**THINGS TO DO**
A - According to the memory troubleshooting runbook, how many entries can the application's IMemoryCache hold?
B - Reproduce the memory troubleshooting runbook from "2. Check Application" up to and including "of 1024 entries.".
C - Carry on writing the memory troubleshooting runbook, picking up after its final line.

**EXCERPTED PASSAGE**

[START]

1. Check Current Memory

curl -s https://hcss-eventscore-api-prod.azurewebsites.net/health/detailed | jq .

az monitor metrics list \
--resource /subscriptions/SUB_ID/resourceGroups/hcss-rg-prod/providers/Microsoft.Web/sites/hcss-eventscore-api-prod \
--metric "MemoryWorkingSet,AverageMemoryWorkingSet" \
--interval PT5M

2. Check Application Insights

  • Review Performance blade for memory trends
  • Look for memory leak patterns (steadily increasing over time)
  • Check if a specific endpoint is consuming excessive memory

3. Check Cache Size

The application uses IMemoryCache with a limit of 1024 entries.

  • High memory could indicate cache entries are storing large objects
  • Review if cache compaction (25% threshold) is working

4. Check Hangfire Jobs

  • Access Hangfire dashboard
  • Check for stuck or long-running jobs that may hold references

Resolution Steps

Immediate Relief: Restart

az webapp restart --name hcss-eventscore-api-prod --resource-group hcss-rg-prod

sleep 60
curl -s https://hcss-eventscore-api-prod.azurewebsites.net/health/detailed | jq .entries.memory

Scale Up the App Service Plan

# Current: B1 (1.75 GB RAM) or S1 (1.75 GB RAM)
# Scale to S2 (3.5 GB RAM) or S3 (7 GB RAM)

[END]

**RECORDED DATA**
[START]

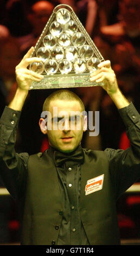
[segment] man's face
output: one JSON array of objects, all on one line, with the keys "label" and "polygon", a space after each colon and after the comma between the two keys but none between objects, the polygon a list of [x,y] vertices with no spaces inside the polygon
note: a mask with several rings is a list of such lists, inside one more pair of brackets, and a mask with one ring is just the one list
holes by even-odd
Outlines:
[{"label": "man's face", "polygon": [[[54,107],[57,108],[58,115],[54,112]],[[66,115],[60,114],[62,111],[66,112],[67,114],[68,118],[65,118],[65,123],[62,122],[62,120],[64,121],[62,118],[64,117],[66,117]],[[72,114],[72,111],[75,112],[75,114],[73,112]],[[49,112],[51,113],[52,120],[49,119],[48,122],[52,122],[52,130],[47,130],[50,145],[62,152],[68,153],[74,150],[79,145],[83,134],[83,118],[82,115],[79,116],[78,114],[77,117],[75,117],[76,112],[78,111],[79,113],[82,112],[80,103],[77,101],[57,100],[50,102]],[[71,129],[71,122],[73,125],[72,129]],[[77,121],[77,117],[78,118]],[[53,130],[53,125],[56,125],[56,123],[59,125],[59,122],[60,122],[59,125],[61,125],[61,127],[58,125],[57,130]],[[78,130],[77,129],[77,127],[79,127]]]}]

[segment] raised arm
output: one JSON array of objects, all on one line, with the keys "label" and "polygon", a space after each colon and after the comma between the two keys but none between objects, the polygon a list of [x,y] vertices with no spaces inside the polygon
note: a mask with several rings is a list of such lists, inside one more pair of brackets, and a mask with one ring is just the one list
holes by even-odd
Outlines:
[{"label": "raised arm", "polygon": [[98,66],[99,69],[91,74],[90,80],[97,83],[104,82],[103,88],[118,108],[130,142],[130,148],[125,150],[105,150],[118,198],[140,178],[140,118],[132,102],[130,103],[119,89],[110,60],[102,62]]},{"label": "raised arm", "polygon": [[99,69],[91,74],[91,81],[99,83],[104,82],[103,89],[112,99],[117,108],[127,107],[130,102],[119,88],[114,71],[112,69],[110,60],[101,62]]},{"label": "raised arm", "polygon": [[5,106],[0,119],[0,175],[9,193],[16,199],[24,197],[29,155],[15,152],[16,133],[21,110],[33,80],[40,81],[43,76],[27,69],[36,58],[29,58],[29,50],[16,68],[17,88],[13,100]]},{"label": "raised arm", "polygon": [[34,47],[32,47],[24,56],[20,63],[16,67],[17,88],[14,99],[8,107],[12,109],[21,111],[30,86],[33,81],[40,81],[43,78],[42,75],[28,69],[28,66],[34,62],[40,62],[39,58],[30,58]]}]

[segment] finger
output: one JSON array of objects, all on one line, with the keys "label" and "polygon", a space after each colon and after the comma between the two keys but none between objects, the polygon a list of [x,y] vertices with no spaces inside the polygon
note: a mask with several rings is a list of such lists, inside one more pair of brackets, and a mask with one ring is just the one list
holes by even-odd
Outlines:
[{"label": "finger", "polygon": [[97,79],[96,81],[97,83],[100,83],[101,82],[103,82],[105,79],[105,77],[104,77],[104,76],[103,76],[102,77],[99,79]]},{"label": "finger", "polygon": [[20,74],[21,75],[21,74],[30,75],[35,76],[35,77],[38,77],[39,78],[41,78],[41,79],[42,79],[44,78],[44,76],[43,75],[37,73],[36,72],[33,71],[33,70],[30,70],[26,69],[21,69]]},{"label": "finger", "polygon": [[31,53],[33,52],[34,50],[34,47],[33,46],[31,46],[31,47],[28,51],[27,53],[24,55],[24,56],[23,58],[23,59],[25,59],[27,58],[28,58],[30,57]]},{"label": "finger", "polygon": [[110,61],[107,60],[104,62],[101,62],[99,65],[98,65],[98,68],[102,68],[103,66],[106,66],[106,68],[111,68],[111,63]]},{"label": "finger", "polygon": [[98,74],[96,76],[94,76],[92,77],[91,77],[90,78],[90,81],[96,81],[97,79],[99,79],[100,77],[101,77],[104,75],[104,73],[103,72],[101,72],[100,73]]},{"label": "finger", "polygon": [[26,68],[31,63],[33,62],[40,62],[42,61],[41,58],[37,57],[33,57],[33,58],[27,58],[24,59],[22,59],[20,63],[16,67],[16,69],[21,69],[21,68]]},{"label": "finger", "polygon": [[[31,80],[31,81],[40,81],[42,78],[40,78],[40,77],[37,77],[34,76],[33,76],[32,75],[30,74],[18,74],[19,77],[20,76],[20,78],[21,80],[22,81],[25,81],[25,80]],[[18,77],[17,77],[18,78]]]},{"label": "finger", "polygon": [[113,72],[113,71],[112,70],[112,69],[111,70],[109,69],[108,68],[105,68],[103,66],[100,69],[97,69],[95,71],[91,73],[90,75],[90,77],[92,77],[93,76],[96,76],[97,75],[98,75],[99,73],[101,73],[101,72],[106,72],[110,73],[111,72]]}]

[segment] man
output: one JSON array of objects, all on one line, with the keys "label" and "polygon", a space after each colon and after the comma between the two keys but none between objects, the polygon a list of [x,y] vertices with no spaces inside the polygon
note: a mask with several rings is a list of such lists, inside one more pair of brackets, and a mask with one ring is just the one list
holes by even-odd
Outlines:
[{"label": "man", "polygon": [[[50,95],[44,103],[43,111],[51,114],[47,123],[42,117],[39,121],[41,131],[48,133],[49,149],[30,156],[16,153],[17,124],[29,88],[33,80],[43,78],[27,68],[31,62],[40,61],[29,57],[33,50],[32,47],[16,68],[17,91],[1,119],[1,174],[9,192],[22,203],[21,243],[118,245],[116,200],[140,176],[139,115],[122,95],[110,62],[106,60],[99,64],[90,80],[104,81],[104,89],[125,122],[131,147],[125,151],[82,149],[80,142],[86,117],[80,125],[81,130],[74,129],[77,123],[73,123],[73,129],[68,124],[71,112],[81,113],[84,106],[67,90],[64,97],[62,90]],[[58,130],[52,125],[50,129],[51,124],[57,124],[57,118],[61,123],[63,111],[68,113],[65,125]]]}]

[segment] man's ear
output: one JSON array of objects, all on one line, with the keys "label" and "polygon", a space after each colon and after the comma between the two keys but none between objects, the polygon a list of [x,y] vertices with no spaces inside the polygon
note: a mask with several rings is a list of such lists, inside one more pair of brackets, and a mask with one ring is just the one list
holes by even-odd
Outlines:
[{"label": "man's ear", "polygon": [[40,130],[42,133],[47,134],[47,129],[45,121],[43,118],[40,118],[39,120],[39,126],[40,127]]},{"label": "man's ear", "polygon": [[84,118],[84,125],[83,125],[83,131],[85,132],[87,128],[87,117],[85,115]]}]

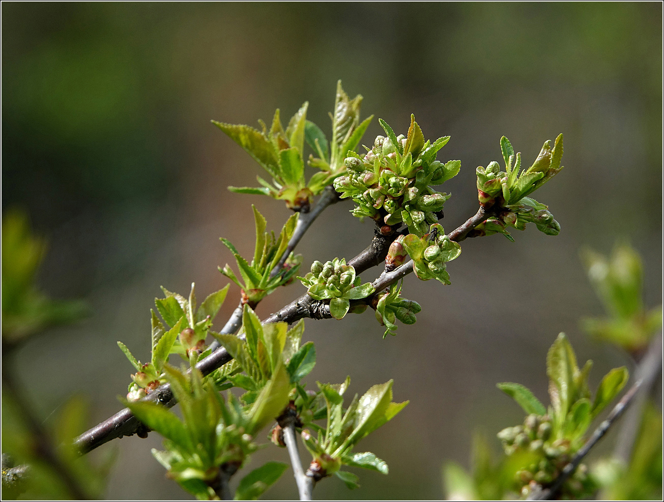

[END]

**EXPECTED RESPONSES**
A - 1024 entries.

B -
2. Check Application Insights

  • Review Performance blade for memory trends
  • Look for memory leak patterns (steadily increasing over time)
  • Check if a specific endpoint is consuming excessive memory

3. Check Cache Size

The application uses IMemoryCache with a limit of 1024 entries.

C -
az appservice plan update \
--name hcss-asp-prod \
--resource-group hcss-rg-prod \
--sku S2

Scale Out (Add Instances)

az appservice plan update \
--name hcss-asp-prod \
--resource-group hcss-rg-prod \
--number-of-workers 2

Investigate Memory Leak

If memory increases steadily after restart:

  1. Enable Application Insights Profiler for memory snapshots
  2. Check for large file uploads held in memory (should use streaming)
  3. Review recent code changes for:
    • Unbounded collections
    • Missing IDisposable implementations
    • Large response objects not being GC'd
    • SignalR connections accumulating

Verification

  1. /health/detailed reports memory healthy
  2. Memory working set is below threshold
  3. Application is responsive (check response times)
  4. Monitor for 30 minutes to ensure memory is stable (not climbing)